▸ **About this exercise**: Please give all of the data again, character for character, and drop the pictures.

▸ **Records for the task**:
_ _ _ _

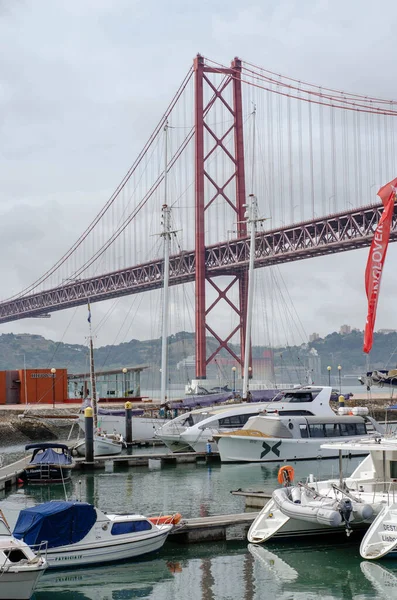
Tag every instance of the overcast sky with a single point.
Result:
(83, 84)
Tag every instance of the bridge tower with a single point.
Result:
(231, 191)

_ _ _ _

▸ **Worked solution**:
Tag every instance of the overcast sky with a single point.
Result:
(83, 84)
Tag every instance of the bridge tower with a single point.
Result:
(231, 191)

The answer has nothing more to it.